Dataset entries:
┄┄┄┄┄┄
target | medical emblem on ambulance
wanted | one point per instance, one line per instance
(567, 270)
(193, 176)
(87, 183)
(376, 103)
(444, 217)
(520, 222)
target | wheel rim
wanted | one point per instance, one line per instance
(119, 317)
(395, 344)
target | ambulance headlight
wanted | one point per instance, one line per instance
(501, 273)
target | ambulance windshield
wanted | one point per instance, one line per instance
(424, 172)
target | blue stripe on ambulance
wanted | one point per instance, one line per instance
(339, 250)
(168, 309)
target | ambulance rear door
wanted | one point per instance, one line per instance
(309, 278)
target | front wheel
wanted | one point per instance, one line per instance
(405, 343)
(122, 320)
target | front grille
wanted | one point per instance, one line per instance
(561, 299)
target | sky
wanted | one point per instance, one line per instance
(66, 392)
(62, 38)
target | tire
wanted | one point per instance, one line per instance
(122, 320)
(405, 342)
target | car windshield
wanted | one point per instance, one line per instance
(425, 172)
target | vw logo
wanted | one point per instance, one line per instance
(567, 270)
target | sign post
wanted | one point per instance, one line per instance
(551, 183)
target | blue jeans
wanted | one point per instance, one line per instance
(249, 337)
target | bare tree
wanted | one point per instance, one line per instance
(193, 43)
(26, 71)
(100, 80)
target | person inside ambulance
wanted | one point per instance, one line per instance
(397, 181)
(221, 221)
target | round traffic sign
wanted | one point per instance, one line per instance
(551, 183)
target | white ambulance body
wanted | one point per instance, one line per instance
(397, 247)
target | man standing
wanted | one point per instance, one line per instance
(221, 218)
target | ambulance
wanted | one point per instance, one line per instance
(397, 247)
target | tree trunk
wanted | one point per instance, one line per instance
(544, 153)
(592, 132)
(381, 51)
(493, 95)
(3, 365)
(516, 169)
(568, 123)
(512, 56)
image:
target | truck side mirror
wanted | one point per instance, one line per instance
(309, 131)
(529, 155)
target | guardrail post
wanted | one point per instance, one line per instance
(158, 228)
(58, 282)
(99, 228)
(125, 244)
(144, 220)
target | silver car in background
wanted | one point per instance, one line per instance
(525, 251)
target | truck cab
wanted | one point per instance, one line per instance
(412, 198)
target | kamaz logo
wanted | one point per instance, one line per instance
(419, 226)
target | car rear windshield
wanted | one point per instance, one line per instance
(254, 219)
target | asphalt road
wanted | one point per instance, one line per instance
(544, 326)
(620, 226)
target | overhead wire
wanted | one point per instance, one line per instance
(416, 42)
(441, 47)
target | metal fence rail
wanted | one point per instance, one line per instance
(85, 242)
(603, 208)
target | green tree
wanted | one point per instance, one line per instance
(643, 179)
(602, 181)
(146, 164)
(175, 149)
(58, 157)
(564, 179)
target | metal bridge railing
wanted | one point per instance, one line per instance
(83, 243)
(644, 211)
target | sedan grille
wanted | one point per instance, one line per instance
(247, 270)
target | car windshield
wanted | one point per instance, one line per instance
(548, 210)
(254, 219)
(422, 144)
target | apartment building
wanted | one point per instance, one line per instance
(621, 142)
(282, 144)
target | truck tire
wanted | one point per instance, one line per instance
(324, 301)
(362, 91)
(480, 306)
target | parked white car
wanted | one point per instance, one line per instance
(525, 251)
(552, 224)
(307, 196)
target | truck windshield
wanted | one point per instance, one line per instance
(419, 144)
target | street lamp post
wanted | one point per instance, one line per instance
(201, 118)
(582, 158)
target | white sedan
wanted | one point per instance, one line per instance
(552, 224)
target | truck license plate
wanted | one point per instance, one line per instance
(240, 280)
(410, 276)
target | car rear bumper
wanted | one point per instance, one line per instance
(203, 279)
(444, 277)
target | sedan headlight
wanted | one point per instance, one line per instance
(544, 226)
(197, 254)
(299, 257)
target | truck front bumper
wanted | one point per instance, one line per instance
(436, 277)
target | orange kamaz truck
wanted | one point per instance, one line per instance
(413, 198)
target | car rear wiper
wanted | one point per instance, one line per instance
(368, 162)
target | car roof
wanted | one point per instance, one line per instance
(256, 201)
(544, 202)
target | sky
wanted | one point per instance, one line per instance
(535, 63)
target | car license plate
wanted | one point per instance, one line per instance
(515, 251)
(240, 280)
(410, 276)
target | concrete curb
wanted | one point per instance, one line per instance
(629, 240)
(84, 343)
┄┄┄┄┄┄
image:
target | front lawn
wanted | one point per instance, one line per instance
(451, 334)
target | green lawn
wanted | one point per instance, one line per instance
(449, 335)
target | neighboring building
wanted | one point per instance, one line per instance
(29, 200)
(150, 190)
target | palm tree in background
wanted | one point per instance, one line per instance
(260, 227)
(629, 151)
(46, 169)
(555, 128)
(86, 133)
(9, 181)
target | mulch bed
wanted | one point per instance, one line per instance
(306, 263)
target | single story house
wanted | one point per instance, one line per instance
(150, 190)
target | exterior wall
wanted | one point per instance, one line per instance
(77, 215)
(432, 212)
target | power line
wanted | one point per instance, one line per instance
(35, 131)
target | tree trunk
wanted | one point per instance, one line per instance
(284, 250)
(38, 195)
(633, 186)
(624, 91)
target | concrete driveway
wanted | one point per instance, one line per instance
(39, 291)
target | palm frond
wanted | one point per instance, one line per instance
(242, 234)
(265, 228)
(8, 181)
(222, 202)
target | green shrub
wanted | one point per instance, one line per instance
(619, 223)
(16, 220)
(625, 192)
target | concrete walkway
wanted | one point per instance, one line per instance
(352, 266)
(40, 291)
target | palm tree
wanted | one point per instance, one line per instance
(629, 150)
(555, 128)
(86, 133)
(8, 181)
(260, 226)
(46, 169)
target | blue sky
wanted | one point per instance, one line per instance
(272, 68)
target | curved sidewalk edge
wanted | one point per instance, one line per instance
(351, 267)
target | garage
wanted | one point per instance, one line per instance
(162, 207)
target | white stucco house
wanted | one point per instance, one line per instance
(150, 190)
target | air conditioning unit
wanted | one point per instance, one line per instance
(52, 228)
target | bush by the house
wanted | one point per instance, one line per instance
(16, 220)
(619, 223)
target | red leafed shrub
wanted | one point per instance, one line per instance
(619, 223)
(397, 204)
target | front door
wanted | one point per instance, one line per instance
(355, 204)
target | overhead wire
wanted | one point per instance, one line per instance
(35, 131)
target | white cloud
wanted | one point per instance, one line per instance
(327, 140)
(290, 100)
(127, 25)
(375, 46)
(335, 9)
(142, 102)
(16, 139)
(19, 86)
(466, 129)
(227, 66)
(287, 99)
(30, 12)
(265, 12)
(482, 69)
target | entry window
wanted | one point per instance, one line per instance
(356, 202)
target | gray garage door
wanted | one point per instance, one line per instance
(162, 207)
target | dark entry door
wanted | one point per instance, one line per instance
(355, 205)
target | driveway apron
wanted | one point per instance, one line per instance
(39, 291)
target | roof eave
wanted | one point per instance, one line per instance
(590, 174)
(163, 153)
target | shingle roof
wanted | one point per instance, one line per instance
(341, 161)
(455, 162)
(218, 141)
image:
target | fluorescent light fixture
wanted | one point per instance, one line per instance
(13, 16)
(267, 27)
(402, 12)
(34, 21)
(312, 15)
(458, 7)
┄┄┄┄┄┄
Count the lines in the entries above that contain the word "wheel", treating uppercase and lowercase as different. Give only the number.

2